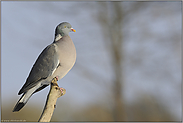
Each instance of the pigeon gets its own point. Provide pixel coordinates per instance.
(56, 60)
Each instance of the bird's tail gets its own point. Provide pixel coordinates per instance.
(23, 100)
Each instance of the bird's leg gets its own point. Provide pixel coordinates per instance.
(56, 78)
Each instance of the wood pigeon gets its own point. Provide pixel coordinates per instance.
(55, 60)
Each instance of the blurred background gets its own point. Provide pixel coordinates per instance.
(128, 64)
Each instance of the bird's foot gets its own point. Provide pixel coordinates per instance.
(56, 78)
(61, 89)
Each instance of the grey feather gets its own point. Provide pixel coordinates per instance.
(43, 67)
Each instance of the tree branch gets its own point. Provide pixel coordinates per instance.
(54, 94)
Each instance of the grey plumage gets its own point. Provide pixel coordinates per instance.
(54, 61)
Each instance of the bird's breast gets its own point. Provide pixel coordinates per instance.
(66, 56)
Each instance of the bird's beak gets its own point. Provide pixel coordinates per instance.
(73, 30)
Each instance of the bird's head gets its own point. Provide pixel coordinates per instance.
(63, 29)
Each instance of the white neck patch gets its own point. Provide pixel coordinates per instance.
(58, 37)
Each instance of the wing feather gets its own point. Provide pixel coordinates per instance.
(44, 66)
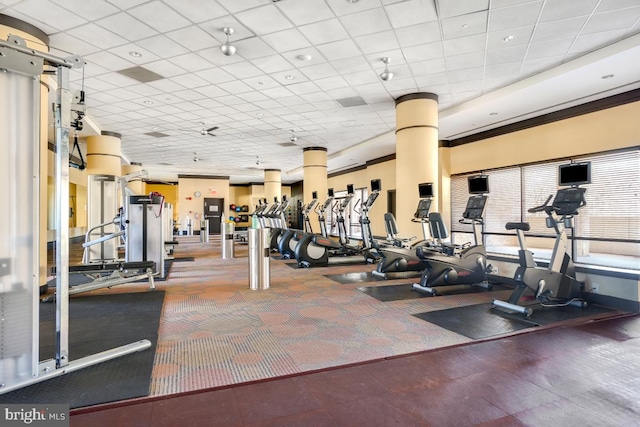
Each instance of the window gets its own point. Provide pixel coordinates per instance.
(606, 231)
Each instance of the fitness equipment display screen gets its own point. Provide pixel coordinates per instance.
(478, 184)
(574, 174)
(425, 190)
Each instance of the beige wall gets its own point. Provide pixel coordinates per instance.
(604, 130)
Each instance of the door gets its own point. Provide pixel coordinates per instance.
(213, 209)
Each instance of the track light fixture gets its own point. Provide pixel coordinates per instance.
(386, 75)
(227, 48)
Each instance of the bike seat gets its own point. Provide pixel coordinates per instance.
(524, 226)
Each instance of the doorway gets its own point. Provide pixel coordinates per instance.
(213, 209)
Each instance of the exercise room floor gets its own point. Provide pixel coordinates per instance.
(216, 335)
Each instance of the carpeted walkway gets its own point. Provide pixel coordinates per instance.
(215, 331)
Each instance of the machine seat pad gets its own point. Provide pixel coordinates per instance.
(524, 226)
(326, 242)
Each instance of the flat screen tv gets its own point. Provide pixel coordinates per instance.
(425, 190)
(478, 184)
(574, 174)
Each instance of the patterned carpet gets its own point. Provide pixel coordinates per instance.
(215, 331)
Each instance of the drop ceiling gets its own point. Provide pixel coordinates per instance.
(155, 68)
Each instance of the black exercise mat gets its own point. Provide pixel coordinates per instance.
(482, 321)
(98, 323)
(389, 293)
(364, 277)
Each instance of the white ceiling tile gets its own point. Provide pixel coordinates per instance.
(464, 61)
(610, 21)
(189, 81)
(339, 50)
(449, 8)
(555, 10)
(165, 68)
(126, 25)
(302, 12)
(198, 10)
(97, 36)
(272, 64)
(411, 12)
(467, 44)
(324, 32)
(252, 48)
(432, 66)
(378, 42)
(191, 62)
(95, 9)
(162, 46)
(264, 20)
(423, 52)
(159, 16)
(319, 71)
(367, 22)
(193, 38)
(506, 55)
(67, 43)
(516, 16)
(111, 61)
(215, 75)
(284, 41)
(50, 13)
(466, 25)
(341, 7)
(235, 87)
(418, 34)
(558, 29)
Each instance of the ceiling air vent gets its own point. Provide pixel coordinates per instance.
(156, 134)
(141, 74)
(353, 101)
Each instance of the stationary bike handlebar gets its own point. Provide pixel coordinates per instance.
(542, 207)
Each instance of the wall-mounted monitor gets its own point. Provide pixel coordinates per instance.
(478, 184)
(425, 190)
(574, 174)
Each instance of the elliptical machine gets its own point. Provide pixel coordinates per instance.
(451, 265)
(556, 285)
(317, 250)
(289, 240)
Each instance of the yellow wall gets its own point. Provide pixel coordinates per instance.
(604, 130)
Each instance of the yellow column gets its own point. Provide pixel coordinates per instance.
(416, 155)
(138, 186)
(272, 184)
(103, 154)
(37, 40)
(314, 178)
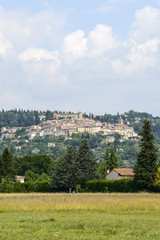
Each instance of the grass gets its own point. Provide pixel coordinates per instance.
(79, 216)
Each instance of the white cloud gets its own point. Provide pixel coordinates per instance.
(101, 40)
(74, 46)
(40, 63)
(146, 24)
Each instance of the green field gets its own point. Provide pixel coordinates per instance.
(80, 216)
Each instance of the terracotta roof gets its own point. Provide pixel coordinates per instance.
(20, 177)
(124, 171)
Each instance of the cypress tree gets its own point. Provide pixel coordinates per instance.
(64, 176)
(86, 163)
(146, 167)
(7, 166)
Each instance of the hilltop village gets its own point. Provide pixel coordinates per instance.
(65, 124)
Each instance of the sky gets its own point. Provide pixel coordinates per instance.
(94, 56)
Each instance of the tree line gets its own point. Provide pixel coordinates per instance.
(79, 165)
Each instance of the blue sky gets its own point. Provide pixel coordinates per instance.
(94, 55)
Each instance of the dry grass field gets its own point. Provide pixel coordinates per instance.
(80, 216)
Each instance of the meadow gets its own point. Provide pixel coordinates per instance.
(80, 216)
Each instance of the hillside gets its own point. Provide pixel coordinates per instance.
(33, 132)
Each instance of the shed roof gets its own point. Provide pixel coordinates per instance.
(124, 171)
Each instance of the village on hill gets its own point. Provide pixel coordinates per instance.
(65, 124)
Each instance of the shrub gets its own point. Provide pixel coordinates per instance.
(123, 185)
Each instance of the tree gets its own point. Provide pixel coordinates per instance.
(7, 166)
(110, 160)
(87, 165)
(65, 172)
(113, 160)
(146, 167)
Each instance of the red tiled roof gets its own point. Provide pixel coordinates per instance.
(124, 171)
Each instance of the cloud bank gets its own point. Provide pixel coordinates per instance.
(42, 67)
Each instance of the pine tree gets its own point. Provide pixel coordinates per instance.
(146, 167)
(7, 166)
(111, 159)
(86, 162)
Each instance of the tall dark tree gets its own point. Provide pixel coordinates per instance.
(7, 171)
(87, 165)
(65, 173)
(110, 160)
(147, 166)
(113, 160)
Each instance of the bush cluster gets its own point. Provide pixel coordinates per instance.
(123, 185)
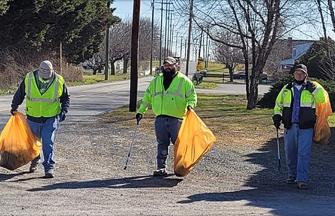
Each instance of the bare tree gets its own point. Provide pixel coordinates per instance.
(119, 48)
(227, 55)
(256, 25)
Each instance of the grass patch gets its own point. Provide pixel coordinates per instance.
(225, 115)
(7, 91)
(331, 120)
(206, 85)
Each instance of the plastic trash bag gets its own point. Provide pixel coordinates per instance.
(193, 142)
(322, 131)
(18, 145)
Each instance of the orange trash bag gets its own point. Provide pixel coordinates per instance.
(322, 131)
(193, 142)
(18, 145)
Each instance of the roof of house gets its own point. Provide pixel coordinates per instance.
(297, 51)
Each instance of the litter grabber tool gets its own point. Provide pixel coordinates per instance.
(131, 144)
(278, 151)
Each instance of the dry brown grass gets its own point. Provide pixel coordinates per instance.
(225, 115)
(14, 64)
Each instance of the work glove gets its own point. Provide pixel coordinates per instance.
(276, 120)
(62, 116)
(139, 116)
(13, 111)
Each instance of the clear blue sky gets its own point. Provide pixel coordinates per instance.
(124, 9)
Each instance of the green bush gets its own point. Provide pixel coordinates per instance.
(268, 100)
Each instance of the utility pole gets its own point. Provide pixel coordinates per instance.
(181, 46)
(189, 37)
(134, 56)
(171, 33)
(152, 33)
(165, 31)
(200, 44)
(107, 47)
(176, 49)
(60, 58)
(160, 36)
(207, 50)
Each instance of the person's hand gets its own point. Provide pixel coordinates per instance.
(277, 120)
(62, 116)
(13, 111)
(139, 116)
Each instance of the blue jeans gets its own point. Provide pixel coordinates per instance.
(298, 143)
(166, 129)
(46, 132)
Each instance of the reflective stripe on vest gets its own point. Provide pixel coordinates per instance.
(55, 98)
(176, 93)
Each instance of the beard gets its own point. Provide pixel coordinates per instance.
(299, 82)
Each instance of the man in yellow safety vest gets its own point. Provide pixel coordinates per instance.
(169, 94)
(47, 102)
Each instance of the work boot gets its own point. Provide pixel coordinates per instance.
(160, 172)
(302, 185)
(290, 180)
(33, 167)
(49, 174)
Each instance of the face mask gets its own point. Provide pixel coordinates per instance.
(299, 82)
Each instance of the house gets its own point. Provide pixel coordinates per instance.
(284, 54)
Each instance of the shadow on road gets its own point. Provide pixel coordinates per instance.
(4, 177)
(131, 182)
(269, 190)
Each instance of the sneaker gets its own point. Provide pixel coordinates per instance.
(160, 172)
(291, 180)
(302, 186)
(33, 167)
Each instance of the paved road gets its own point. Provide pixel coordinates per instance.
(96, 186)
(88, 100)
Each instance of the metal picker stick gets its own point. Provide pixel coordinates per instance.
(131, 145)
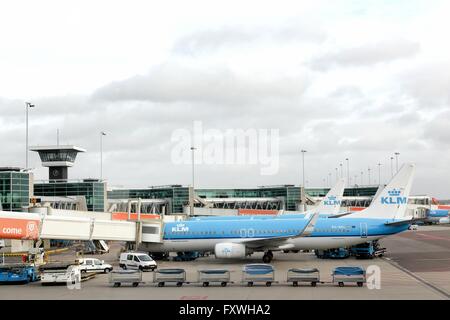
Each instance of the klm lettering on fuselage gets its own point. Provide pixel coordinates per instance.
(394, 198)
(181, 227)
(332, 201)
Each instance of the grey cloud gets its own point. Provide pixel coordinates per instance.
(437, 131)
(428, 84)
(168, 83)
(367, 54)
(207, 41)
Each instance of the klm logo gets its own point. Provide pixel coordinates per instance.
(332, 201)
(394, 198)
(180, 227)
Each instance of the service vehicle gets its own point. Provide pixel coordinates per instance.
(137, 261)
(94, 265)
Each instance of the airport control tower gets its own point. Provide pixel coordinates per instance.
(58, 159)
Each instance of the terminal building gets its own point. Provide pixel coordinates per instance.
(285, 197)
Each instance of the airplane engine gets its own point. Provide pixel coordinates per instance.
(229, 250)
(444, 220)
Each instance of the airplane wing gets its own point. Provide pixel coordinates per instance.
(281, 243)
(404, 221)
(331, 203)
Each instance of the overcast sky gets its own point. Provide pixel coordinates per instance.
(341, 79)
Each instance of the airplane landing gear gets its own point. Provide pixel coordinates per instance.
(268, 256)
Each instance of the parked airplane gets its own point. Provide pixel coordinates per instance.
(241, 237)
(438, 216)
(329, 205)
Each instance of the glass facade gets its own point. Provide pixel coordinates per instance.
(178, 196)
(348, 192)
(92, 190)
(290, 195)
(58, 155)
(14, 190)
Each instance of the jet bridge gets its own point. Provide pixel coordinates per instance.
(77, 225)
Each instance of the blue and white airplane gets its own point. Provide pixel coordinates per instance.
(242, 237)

- - - -

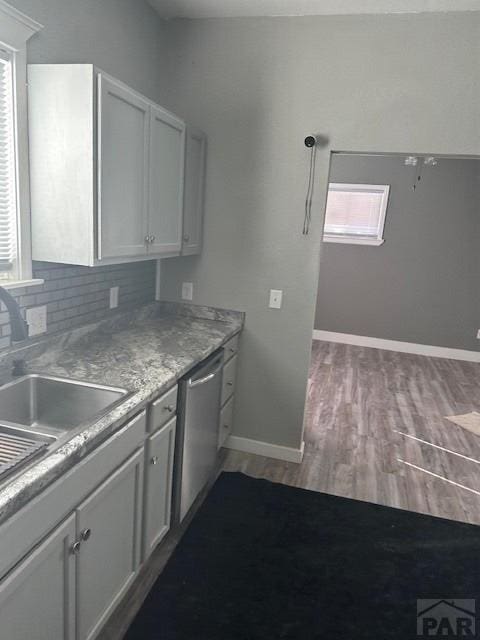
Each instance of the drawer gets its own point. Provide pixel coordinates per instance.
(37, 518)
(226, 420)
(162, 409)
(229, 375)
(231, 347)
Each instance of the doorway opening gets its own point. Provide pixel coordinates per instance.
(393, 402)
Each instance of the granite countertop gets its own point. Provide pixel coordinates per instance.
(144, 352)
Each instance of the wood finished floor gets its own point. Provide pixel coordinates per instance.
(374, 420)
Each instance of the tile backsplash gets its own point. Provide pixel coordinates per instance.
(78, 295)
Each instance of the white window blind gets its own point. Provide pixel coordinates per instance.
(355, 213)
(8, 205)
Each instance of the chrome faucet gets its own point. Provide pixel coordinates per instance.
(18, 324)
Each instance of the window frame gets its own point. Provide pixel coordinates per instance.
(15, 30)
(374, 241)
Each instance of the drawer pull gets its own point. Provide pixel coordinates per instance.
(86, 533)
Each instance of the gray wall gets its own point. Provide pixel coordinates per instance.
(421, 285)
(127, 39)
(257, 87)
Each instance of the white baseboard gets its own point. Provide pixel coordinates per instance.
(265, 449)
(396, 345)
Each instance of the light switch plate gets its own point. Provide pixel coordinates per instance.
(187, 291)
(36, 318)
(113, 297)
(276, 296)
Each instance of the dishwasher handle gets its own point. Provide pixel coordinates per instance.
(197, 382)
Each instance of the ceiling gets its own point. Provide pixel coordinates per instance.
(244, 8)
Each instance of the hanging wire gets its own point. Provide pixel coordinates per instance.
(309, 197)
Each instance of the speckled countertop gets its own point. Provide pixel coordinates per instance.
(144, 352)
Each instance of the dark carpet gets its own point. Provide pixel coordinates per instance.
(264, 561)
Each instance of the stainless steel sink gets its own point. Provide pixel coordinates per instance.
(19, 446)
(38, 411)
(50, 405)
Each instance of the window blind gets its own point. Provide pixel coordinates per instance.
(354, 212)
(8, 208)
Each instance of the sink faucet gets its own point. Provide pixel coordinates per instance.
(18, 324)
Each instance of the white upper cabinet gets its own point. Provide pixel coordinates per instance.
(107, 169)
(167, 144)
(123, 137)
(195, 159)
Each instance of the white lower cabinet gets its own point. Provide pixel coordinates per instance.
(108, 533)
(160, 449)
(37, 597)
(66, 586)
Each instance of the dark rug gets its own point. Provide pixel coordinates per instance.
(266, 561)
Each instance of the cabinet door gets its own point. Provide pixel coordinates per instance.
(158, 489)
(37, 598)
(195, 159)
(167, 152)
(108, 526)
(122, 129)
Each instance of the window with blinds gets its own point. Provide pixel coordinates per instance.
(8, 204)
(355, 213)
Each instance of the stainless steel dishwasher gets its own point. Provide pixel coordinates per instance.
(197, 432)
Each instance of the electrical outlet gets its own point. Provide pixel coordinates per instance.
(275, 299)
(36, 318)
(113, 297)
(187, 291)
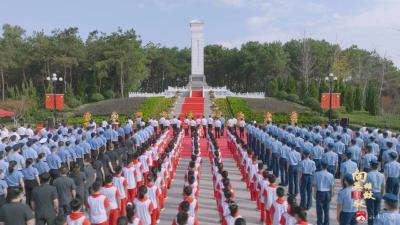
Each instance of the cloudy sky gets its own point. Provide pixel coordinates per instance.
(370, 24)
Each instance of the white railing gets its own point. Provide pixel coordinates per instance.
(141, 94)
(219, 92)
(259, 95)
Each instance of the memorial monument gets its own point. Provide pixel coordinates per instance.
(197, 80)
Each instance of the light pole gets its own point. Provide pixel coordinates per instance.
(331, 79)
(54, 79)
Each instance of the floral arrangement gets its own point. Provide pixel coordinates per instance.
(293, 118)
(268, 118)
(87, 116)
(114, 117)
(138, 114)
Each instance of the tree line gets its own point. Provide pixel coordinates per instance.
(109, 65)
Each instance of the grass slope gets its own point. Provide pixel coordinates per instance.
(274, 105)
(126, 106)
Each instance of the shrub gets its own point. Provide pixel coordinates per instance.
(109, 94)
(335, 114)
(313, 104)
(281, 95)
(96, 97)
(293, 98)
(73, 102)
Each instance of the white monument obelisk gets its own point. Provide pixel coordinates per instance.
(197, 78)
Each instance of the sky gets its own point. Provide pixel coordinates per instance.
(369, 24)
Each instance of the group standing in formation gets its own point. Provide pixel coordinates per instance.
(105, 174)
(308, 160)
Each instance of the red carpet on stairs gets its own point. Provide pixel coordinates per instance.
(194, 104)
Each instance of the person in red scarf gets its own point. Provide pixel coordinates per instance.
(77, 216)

- - - -

_Task to complete:_
How many lines in the rows above contain the string "person"? Reply with the number alone.

_Task output:_
2